Продолжите текст о годах учебы Н. А. Мотовилова в Казанском университете, начав сразу после его последнего предложения.

▸ Цитируемый отрывок
——————

Н.А. Мотовилов в Казанском университете

В Казанском университете Николай Александрович учился в 1823–1826 годах. Казань в то время была большим провинциальным центром. Даже Симбирская и Сызранская епархии тогда управлялись из Казани. Непросто было молодому человеку с сельским, хоть и дворянским, воспитанием поступить в университет. Вот почему какое-то время Мотовилов в Казани, подготавливаясь к поступлению в университет, проходил обучение в пансионе немца Лейтера, выпускника Лейпцигского университета. К сожалению, ни о Лейтере, ни о его пансионе неизвестно почти ничего. Известно одно: Лейтер был протестантом, но неплохим педагогом. В Казани как домашний учитель он пользовался популярностью. В частности, он обучал в 1805–1809 гг. детей господ Молоствовых — известного в Казани дворянского семейства, с которым в свое время познакомится учившийся в Казанском университете Лев Толстой. Позже Лейтер открыл свой пансион. Именно из этого пансиона был принят в Императорский Казанский университет Николай Мотовилов 9 августа 1823 года.

Поступил в университет Мотовилов своекоштным студентом, то есть платить за его учебу приходилось Марии Александровне. А проживал наш студент на квартире профессора Карла Фукса. Такое в те годы практиковалось. Так Лейтер "передал из рук в руки" Мотовилова своему земляку, немцу, знаменитому профессору Фуксу. Фукс тоже был протестантом, но любили его в Казани все. Это был человек образцового трудолюбия и нравственности.

——————

▸ Исходные материалы
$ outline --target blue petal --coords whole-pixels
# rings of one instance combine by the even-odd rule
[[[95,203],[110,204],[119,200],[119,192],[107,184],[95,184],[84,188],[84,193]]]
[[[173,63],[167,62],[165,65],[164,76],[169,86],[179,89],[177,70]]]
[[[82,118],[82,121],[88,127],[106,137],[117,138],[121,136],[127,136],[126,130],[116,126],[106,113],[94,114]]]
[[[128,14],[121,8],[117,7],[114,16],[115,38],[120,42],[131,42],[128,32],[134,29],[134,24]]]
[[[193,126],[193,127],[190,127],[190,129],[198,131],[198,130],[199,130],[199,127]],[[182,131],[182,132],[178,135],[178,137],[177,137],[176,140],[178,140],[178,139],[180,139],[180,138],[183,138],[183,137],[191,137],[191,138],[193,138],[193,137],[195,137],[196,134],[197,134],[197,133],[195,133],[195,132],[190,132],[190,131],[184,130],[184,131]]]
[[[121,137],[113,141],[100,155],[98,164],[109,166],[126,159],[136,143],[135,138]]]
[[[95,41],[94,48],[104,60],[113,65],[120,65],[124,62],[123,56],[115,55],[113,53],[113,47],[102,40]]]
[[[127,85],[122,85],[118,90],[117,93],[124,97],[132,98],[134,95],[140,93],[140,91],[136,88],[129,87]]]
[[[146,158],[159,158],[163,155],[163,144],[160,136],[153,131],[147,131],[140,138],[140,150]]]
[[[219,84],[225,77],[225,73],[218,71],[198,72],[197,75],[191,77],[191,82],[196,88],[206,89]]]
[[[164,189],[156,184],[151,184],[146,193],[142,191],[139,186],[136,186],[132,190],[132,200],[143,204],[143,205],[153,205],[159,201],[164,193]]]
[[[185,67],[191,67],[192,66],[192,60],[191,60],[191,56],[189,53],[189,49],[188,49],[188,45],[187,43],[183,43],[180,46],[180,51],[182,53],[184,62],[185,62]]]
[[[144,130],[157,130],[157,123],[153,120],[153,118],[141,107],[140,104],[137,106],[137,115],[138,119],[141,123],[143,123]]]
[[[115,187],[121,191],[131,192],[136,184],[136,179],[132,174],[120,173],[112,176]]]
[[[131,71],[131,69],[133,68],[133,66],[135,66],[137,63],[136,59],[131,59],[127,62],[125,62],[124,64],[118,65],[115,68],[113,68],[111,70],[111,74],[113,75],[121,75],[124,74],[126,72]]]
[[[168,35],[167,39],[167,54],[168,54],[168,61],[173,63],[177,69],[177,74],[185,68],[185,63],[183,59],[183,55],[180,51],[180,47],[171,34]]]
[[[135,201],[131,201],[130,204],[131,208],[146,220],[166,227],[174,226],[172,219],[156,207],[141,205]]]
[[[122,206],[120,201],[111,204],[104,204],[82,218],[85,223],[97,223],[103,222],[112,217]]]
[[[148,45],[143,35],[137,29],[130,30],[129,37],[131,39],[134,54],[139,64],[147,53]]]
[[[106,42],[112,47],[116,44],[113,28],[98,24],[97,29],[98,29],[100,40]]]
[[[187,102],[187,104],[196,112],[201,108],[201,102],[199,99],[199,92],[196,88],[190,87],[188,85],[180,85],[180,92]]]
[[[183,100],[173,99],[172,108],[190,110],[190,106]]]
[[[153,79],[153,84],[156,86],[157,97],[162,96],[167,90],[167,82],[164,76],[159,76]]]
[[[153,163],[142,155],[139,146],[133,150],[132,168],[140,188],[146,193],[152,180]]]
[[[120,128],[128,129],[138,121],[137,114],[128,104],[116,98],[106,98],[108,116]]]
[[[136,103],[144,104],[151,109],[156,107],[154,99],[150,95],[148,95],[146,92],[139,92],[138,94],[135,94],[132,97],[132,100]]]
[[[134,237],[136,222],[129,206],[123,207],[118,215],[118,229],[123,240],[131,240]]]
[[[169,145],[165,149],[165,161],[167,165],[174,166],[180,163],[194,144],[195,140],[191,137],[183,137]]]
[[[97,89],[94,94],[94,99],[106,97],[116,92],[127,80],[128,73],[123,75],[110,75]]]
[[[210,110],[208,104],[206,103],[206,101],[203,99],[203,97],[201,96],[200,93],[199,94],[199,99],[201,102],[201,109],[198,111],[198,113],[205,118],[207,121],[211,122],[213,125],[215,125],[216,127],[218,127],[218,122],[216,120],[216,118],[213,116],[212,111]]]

——————

▸ Ответ на задание
Карл Федорович Фукс был человеком прелюбопытным. Нельзя не сказать о нем несколько теплых слов, так как у него Мотовилов, видимо, многому должен был научиться и, кроме того, Карл Фукс сыграл в его жизни важную роль. Он родился в Германии в 1776 году. Его отец — профессор истории и красноречия, — был из семьи священника. А преподавал теологию, философию и восточные языки. Мать Карла Фукса была дочерью профессора медицины, основателя ботанического сада в Герборне. Вот почему Карл Фукс проявлял интерес к медицине, естествознанию и востоковедению одновременно. В 22 года он защитил докторскую диссертацию, которая была оценена как "достойный вклад в историю лекарственной науки". Судьба распорядилась так, что он оказался в России. Весной 1805 года из Санкт-Петербурга в Китай следовала посольская делегация, в составе которой был и Карл Фукс, помощник главного посольского врача. Казань ему приглянулась, и он остался в городе навсегда. И не ошибся! Со временем он станет почетным гражданином Казани. Четыре года Фукс был ректором Казанского университета и год — попечителем Казанского учебного округа. На посту ректора его сменил в 1827 году знаменитый математик Н.И. Лобачевский.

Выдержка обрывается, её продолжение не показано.